# Task description
Nothing but the lines from the one containing "# one point" through the end of the data below may appear in the response, each one exact.

"""

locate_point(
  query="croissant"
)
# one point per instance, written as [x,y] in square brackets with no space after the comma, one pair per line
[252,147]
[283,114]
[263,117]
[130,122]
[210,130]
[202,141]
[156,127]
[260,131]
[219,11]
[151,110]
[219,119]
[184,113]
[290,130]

"""

# Solution for this exercise
# one point per instance, written as [x,y] in square brackets with no space after the comma, one pair per line
[252,147]
[283,114]
[263,117]
[130,122]
[210,130]
[202,141]
[156,127]
[260,131]
[219,11]
[151,110]
[219,119]
[184,113]
[290,130]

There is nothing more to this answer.